Assignment: Below are entries to reproduce exactly, apart from their pictures.

Input material:

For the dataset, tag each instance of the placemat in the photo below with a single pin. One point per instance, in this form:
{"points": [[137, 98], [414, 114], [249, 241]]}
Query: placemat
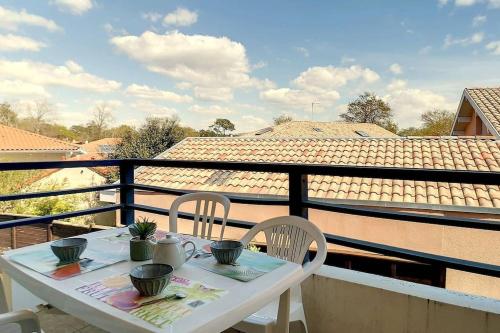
{"points": [[249, 266], [158, 310], [45, 262]]}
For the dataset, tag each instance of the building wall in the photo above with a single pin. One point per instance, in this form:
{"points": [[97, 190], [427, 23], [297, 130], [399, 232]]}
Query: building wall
{"points": [[341, 301], [470, 244], [33, 157]]}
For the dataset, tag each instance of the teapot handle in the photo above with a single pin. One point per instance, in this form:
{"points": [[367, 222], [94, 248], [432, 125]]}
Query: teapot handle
{"points": [[194, 249]]}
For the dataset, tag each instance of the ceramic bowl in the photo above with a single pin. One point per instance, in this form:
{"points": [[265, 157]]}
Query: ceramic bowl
{"points": [[68, 250], [151, 279], [227, 251]]}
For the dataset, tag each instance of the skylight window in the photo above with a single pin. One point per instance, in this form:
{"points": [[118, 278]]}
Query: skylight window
{"points": [[362, 133]]}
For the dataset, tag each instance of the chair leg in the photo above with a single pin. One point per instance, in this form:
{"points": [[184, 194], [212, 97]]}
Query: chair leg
{"points": [[283, 320]]}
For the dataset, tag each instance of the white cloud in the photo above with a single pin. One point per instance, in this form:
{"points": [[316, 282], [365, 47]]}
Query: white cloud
{"points": [[479, 20], [408, 104], [216, 94], [73, 66], [151, 16], [197, 61], [425, 50], [250, 123], [75, 7], [153, 110], [329, 77], [396, 69], [112, 31], [298, 99], [12, 20], [465, 3], [45, 74], [15, 88], [181, 17], [494, 47], [214, 110], [303, 51], [259, 65], [396, 85], [144, 91], [11, 43], [475, 38]]}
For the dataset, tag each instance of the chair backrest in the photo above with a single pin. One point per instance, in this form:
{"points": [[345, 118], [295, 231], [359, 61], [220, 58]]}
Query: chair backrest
{"points": [[289, 238], [206, 203]]}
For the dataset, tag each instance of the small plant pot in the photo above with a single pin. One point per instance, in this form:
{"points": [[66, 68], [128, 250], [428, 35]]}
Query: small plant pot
{"points": [[140, 249]]}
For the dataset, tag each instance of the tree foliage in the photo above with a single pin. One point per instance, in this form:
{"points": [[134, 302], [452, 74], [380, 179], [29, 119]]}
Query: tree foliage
{"points": [[282, 119], [222, 126], [7, 115], [151, 139], [434, 123], [368, 108]]}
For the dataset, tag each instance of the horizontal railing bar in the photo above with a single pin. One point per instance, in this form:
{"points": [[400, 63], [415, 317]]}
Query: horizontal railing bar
{"points": [[448, 262], [460, 264], [217, 220], [433, 175], [406, 217], [234, 198], [61, 216], [32, 195], [12, 166]]}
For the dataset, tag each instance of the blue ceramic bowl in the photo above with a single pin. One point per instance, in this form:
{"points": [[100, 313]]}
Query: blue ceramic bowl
{"points": [[226, 252], [68, 250], [151, 279]]}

Result of the exercise:
For the dataset, tag each instance of the placemat in the photo below with a single pin. One point per instance, in this form:
{"points": [[137, 98], [414, 114], [249, 241]]}
Query: placemat
{"points": [[249, 266], [158, 310], [45, 262]]}
For the dataset, tag each instance of the building wall in the photo above with a single pin. One point per instance, in this form:
{"points": [[97, 190], [427, 23], [297, 130], [399, 232]]}
Query: building wall
{"points": [[341, 301], [470, 244], [33, 157]]}
For the dataset, tag each instance of the teapot handle in the photo above with a single pin. One point per instance, in this form:
{"points": [[367, 222], [94, 248], [432, 125]]}
Query: teapot handle
{"points": [[194, 249]]}
For the dataset, tag each instance of the ceramic bowl in the photo above with a single pin. One point per instance, in this form:
{"points": [[265, 157]]}
Query: ceramic bowl
{"points": [[68, 250], [151, 279], [227, 251]]}
For the dataset, tag each instance of the skylight window in the photo above with a single pin. One point per instance, in this form:
{"points": [[118, 278]]}
Query: skylight window
{"points": [[362, 133]]}
For the dataset, tag each instance of the chair leg in the photo above with a single pin. One point per instance, in this form:
{"points": [[184, 194], [212, 97]]}
Query: chair leg
{"points": [[283, 320]]}
For the dataset, tag each instance of the white cloud in the photo above with a single pin. One point per instance, in this form:
{"points": [[316, 282], [365, 47]]}
Query: white cloud
{"points": [[479, 20], [408, 104], [216, 94], [73, 66], [151, 16], [197, 61], [425, 50], [250, 123], [75, 7], [153, 110], [329, 77], [396, 69], [112, 31], [298, 99], [12, 20], [465, 3], [45, 74], [15, 88], [181, 17], [494, 47], [214, 110], [303, 51], [259, 65], [396, 85], [144, 91], [11, 43], [475, 38]]}
For the dataset, tag each instance of the chair backrest in the photo above with a single pin. One point per instance, in this form:
{"points": [[345, 118], [295, 231], [359, 61], [220, 58]]}
Query: chair backrest
{"points": [[289, 238], [206, 203]]}
For the dataset, tag each instance of the small plant pot in the photo above with a single pin. One point per instance, in this form:
{"points": [[66, 68], [128, 250], [428, 35]]}
Query: small plant pot
{"points": [[140, 249]]}
For the dataset, tag each instance of the tree foliage in the photo above with a single pin. One point per instance, in this form:
{"points": [[134, 302], [452, 74], [380, 179], [29, 119]]}
Query: tree foliage
{"points": [[282, 119], [222, 126], [7, 115], [151, 139], [434, 123], [368, 108]]}
For the dataset, tag each instance of the horizontal railing bar in the photo above with a single pin. One point per instance, in this form:
{"points": [[400, 63], [415, 317]]}
Query: horizontal railing bar
{"points": [[448, 262], [460, 264], [217, 220], [433, 175], [406, 217], [234, 198], [61, 216], [32, 195], [12, 166]]}
For the dataset, tag each instance of the blue ceramic bowl in the photo above with a single pin. One point per instance, in this form:
{"points": [[100, 313]]}
Query: blue ceramic bowl
{"points": [[226, 252], [68, 250], [151, 279]]}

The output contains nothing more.